STATED TASK |
Look for "Indicate every instance of the flat" in the records below, then copy that line and every line after it, exactly and with nothing added.

Stored data entries:
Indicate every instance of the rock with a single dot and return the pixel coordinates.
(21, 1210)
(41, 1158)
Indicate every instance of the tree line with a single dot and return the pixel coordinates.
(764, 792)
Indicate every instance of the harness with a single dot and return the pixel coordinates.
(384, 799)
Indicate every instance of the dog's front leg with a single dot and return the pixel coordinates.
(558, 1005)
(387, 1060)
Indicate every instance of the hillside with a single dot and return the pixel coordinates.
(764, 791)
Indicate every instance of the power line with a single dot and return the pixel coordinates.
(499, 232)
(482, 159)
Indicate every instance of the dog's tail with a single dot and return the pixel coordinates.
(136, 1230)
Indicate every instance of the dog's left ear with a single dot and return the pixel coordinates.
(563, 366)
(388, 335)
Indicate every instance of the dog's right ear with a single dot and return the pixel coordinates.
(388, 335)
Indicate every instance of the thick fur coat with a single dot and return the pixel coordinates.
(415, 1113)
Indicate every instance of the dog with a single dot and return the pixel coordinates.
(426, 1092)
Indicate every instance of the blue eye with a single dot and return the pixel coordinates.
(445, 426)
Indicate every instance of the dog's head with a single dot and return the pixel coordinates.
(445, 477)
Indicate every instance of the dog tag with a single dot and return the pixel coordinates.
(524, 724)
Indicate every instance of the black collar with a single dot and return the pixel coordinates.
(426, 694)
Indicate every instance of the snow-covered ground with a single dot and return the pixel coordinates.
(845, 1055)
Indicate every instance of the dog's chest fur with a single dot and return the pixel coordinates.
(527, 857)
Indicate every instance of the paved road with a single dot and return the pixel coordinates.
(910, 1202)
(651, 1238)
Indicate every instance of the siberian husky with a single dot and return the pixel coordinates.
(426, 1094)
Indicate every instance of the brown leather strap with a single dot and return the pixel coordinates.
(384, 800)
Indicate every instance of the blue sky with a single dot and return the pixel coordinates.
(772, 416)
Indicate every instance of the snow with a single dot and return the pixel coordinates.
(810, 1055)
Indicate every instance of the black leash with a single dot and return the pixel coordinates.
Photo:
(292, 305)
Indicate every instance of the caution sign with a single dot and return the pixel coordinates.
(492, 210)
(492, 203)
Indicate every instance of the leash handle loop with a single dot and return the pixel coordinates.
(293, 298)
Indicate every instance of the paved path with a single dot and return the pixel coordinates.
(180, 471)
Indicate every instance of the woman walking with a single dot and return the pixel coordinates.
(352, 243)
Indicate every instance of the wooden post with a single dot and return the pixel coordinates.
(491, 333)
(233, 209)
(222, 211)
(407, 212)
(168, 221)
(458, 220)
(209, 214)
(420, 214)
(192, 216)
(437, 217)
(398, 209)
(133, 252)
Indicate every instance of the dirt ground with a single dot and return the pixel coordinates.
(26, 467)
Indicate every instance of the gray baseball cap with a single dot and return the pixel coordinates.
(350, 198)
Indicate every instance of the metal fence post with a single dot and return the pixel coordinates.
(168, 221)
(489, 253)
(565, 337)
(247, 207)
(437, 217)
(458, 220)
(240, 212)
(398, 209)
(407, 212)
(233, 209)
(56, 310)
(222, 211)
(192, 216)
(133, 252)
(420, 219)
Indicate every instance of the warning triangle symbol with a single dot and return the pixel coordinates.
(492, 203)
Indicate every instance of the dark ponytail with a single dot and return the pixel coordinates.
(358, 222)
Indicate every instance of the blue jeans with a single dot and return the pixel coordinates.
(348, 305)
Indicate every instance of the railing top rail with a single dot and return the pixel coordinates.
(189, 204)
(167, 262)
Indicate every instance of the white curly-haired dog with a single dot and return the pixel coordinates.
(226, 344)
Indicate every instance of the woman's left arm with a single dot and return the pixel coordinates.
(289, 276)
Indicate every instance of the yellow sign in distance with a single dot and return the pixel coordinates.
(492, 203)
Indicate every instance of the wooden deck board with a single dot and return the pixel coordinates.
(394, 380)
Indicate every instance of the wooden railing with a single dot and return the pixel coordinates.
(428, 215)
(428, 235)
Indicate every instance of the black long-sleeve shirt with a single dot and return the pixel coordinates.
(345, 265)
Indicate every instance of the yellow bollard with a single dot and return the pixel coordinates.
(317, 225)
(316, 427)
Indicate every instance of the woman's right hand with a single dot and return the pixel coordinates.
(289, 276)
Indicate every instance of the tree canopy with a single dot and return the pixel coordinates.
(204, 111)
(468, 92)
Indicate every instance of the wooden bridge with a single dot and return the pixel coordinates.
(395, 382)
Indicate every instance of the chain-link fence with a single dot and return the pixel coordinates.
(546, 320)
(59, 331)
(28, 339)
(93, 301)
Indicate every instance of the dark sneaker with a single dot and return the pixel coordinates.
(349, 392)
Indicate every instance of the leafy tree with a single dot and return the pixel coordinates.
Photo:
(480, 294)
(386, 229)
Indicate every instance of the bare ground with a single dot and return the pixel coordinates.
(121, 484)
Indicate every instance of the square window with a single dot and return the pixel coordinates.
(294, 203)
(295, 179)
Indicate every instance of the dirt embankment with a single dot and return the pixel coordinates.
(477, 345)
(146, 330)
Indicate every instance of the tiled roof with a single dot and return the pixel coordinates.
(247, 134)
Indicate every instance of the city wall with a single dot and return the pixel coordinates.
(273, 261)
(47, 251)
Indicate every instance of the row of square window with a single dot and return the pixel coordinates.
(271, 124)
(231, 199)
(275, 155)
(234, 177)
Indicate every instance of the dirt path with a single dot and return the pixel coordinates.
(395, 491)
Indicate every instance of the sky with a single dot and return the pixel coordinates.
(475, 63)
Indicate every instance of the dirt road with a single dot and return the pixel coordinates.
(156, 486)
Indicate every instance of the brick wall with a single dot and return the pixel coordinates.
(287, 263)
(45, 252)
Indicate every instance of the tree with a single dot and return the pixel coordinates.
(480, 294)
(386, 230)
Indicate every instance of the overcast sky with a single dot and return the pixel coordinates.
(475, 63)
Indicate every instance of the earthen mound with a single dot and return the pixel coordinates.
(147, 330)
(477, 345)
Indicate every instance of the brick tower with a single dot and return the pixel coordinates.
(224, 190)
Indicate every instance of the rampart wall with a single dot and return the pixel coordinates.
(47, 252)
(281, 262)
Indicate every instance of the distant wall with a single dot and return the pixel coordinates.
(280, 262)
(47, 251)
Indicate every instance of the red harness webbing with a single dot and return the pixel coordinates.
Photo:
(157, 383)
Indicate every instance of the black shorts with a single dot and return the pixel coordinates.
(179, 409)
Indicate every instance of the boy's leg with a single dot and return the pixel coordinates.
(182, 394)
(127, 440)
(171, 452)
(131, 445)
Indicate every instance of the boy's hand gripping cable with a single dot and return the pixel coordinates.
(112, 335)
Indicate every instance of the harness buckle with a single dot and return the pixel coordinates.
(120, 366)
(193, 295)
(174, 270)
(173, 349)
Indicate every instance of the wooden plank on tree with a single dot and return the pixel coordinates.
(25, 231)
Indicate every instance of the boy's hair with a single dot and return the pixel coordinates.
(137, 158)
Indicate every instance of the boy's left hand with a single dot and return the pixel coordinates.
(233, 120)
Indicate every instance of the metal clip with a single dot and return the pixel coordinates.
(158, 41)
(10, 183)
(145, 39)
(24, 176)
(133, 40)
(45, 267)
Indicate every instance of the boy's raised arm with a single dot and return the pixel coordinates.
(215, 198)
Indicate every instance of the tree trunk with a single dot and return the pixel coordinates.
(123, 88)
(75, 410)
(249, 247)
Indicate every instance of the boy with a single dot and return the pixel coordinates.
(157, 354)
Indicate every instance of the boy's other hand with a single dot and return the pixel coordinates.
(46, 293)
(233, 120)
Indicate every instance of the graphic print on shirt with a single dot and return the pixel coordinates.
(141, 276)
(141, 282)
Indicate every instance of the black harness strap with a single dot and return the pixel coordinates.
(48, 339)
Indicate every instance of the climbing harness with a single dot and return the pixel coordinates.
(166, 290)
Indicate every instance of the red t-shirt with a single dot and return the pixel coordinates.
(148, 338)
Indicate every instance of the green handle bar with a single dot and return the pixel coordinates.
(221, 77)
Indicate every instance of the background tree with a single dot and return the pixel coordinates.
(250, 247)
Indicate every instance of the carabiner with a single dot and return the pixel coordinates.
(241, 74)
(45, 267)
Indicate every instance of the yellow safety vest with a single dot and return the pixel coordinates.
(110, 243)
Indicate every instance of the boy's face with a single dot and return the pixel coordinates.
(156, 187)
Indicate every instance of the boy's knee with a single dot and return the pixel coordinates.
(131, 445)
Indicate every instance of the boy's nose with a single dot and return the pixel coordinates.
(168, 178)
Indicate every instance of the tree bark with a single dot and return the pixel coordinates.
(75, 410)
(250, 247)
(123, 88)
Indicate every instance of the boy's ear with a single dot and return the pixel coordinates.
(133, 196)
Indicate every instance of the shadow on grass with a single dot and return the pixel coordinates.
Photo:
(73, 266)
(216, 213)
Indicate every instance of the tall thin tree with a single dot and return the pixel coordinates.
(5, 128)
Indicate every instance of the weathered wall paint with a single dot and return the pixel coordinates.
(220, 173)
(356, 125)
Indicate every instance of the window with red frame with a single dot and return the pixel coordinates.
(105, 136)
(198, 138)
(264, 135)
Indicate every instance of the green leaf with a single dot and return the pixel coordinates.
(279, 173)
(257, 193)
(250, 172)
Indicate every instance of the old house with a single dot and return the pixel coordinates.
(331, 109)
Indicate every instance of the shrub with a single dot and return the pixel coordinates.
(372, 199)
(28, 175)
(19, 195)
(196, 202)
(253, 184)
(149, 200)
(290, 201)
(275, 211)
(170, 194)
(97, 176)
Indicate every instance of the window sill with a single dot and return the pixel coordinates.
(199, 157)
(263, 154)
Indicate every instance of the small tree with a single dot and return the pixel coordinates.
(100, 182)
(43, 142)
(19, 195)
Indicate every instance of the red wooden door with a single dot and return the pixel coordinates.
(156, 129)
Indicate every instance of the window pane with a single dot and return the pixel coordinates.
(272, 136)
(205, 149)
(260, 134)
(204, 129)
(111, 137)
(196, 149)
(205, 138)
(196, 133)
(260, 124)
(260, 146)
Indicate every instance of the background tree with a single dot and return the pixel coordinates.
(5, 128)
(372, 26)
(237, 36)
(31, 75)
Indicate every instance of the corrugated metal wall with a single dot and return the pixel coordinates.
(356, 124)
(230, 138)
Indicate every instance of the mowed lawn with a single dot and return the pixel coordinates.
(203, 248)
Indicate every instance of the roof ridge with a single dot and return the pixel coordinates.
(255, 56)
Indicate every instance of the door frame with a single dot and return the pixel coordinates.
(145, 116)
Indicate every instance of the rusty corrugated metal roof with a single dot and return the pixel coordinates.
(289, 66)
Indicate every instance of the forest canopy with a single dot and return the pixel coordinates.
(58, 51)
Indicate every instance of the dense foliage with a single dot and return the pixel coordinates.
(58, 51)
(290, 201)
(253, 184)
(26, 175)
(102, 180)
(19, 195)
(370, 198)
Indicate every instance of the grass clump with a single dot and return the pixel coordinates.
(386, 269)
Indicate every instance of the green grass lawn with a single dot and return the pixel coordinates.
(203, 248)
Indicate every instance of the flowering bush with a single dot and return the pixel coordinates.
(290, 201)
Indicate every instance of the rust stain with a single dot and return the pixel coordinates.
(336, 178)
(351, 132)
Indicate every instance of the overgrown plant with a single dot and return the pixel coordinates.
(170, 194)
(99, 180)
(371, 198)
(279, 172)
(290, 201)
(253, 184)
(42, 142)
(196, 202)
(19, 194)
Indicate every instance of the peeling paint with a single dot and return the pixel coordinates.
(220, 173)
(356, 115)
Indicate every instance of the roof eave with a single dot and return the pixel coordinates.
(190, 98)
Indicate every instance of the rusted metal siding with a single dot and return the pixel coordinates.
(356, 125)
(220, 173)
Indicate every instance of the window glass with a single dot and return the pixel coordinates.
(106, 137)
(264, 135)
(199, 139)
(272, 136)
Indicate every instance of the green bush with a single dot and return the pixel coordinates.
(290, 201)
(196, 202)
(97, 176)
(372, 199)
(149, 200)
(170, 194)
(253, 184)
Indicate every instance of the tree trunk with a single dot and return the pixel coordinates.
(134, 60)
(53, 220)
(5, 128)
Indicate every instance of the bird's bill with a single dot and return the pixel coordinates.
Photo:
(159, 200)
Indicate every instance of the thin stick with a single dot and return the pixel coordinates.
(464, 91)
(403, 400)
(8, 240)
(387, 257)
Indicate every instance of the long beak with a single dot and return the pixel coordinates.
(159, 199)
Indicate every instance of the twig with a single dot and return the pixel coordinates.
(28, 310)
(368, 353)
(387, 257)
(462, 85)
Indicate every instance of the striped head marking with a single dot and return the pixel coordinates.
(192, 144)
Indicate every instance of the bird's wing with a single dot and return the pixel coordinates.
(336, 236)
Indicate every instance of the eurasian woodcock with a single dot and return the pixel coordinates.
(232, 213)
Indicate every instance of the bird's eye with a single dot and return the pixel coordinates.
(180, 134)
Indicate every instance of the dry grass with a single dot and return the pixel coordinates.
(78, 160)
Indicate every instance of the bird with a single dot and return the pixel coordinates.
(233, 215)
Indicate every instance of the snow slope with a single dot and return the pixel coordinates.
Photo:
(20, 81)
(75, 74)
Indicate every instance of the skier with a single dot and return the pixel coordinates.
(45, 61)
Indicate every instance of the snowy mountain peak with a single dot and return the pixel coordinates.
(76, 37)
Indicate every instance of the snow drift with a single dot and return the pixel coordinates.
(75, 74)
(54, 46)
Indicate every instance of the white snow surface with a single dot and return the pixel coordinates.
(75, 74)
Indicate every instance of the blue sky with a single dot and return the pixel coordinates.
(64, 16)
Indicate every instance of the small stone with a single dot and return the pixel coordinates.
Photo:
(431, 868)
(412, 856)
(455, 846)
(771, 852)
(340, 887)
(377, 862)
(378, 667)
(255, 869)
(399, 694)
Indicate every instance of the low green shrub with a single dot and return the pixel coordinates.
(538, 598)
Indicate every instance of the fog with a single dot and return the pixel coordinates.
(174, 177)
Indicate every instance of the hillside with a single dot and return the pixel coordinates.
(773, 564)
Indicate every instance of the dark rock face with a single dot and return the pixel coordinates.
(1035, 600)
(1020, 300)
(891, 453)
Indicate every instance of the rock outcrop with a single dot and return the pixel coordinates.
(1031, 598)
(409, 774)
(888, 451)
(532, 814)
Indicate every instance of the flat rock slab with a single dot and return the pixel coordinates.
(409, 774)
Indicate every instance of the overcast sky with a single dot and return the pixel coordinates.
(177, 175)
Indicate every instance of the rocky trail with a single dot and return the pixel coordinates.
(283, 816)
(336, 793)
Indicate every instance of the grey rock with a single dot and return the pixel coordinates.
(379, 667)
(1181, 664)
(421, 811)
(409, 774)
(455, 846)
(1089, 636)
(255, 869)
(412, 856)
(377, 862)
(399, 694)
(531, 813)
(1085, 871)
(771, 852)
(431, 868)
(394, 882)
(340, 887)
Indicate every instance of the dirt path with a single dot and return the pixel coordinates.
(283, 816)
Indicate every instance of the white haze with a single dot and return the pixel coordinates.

TASK OUTPUT |
Indicate every instance of the flat rock slab with a single dot and return the pixel coordinates.
(409, 774)
Indicate every instance of the overcast sky with a single dot and return the pixel coordinates.
(177, 175)
Indicate every instance of the rocky trail with a single dot and return the pixel coordinates.
(283, 816)
(336, 793)
Indicate every instance of the grey rock with a single dot and return the pixel coordinates.
(379, 667)
(1181, 664)
(421, 811)
(409, 774)
(455, 846)
(1089, 636)
(255, 869)
(412, 856)
(377, 862)
(399, 694)
(531, 813)
(1085, 871)
(771, 852)
(431, 868)
(394, 882)
(340, 887)
Indicate every instance of the dirt path with a single dot and return the pixel coordinates.
(283, 816)
Indicate every instance of the white haze with a single dot and return the pixel coordinates.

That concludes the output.